## Your assignment
Take the data and return it in full. Change nothing.

Recorded data
- - -

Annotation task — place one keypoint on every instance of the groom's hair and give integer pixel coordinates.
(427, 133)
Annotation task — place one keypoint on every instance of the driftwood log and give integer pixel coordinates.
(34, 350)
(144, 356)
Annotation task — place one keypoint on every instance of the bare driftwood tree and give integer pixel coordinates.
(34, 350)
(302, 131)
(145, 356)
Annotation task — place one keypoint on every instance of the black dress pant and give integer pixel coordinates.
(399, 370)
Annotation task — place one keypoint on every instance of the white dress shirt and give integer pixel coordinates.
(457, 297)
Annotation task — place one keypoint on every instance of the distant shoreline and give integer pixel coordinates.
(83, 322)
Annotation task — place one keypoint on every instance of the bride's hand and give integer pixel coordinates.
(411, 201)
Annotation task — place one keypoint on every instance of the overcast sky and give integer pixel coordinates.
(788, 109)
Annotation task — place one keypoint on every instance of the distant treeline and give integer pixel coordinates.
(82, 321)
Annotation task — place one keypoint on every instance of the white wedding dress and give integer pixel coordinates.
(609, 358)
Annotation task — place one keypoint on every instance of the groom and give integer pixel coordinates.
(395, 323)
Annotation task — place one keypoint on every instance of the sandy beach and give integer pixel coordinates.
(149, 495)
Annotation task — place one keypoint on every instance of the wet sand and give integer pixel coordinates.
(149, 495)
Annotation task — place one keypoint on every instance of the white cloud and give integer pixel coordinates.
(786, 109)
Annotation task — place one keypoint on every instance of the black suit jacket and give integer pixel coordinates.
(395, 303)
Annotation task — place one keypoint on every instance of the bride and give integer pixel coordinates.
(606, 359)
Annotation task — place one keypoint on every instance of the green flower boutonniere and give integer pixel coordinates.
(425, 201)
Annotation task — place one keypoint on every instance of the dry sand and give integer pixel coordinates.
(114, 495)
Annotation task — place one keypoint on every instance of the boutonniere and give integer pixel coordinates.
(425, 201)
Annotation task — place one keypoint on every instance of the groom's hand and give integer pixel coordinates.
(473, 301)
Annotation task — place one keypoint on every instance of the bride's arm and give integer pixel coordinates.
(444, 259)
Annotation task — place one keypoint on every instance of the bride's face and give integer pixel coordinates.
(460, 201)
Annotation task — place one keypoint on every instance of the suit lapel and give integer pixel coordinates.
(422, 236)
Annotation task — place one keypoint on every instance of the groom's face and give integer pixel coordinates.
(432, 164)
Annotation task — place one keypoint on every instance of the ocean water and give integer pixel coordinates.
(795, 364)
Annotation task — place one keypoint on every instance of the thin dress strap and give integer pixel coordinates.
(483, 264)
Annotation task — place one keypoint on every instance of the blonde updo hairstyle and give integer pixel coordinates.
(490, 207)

- - -

## Your solution
Annotation task — place one keypoint on every instance of the groom's hair and give integer pixel coordinates.
(427, 133)
Annotation task — place one keypoint on every instance of the driftwood log and give integer pixel coordinates.
(34, 350)
(144, 356)
Annotation task — place one keypoint on every instance of the bare driftwood tree and give integer pixel coordinates.
(34, 350)
(302, 131)
(145, 356)
Annotation task — place one keypoint on every instance of the black dress pant and give integer pixel coordinates.
(399, 370)
Annotation task — place one keypoint on every instance of the white dress shirt and give integer pixel coordinates.
(457, 297)
Annotation task — place one keypoint on every instance of the distant shoreline and give integer pixel coordinates.
(83, 322)
Annotation task — place one keypoint on every instance of the bride's hand and give integer pixel coordinates.
(411, 201)
Annotation task — place one keypoint on every instance of the overcast sky and give integer pixel coordinates.
(788, 109)
Annotation task — place one keypoint on every instance of the distant treeline and give integer pixel coordinates.
(82, 321)
Annotation task — place one keypoint on every instance of the white wedding dress and give integer pixel coordinates.
(609, 358)
Annotation task — place one keypoint on every instance of the groom and give integer pixel coordinates.
(395, 323)
Annotation task — place one keypoint on every instance of the sandy beach and give integer pixel coordinates.
(149, 495)
Annotation task — place one keypoint on every instance of the wet sand and give integer pixel coordinates.
(149, 495)
Annotation task — place one keypoint on every instance of the white cloud and give integer pixel coordinates.
(786, 109)
Annotation task — place one keypoint on every instance of the black suit jacket and give integer pixel coordinates.
(395, 303)
Annotation task — place one keypoint on every instance of the bride and give integer pixel coordinates.
(606, 359)
Annotation task — place one keypoint on every instance of the green flower boutonniere and give integer pixel coordinates.
(425, 201)
Annotation task — place one keypoint on every instance of the dry sand and give integer pixel coordinates.
(114, 495)
Annotation task — place one keypoint on every instance of the boutonniere and give integer pixel coordinates.
(425, 201)
Annotation task — place one keypoint on every instance of the groom's hand and give integer pixel coordinates.
(473, 301)
Annotation task — place one keypoint on every instance of the bride's arm and give integer pixel coordinates.
(444, 259)
Annotation task — place one keypoint on every instance of the bride's face and give integer pixel coordinates.
(460, 201)
Annotation task — place one keypoint on every instance of the suit lapel and give integer pixel coordinates.
(422, 236)
Annotation task — place one keypoint on every instance of the groom's face and give integer pixel coordinates.
(432, 164)
Annotation task — place one keypoint on every instance of the ocean water and give integer pixel coordinates.
(795, 364)
Annotation task — place one keypoint on every instance of the thin dress strap and give integer pixel coordinates.
(483, 264)
Annotation task — place one keypoint on every instance of the blonde updo hairstyle and give integer pixel coordinates.
(490, 207)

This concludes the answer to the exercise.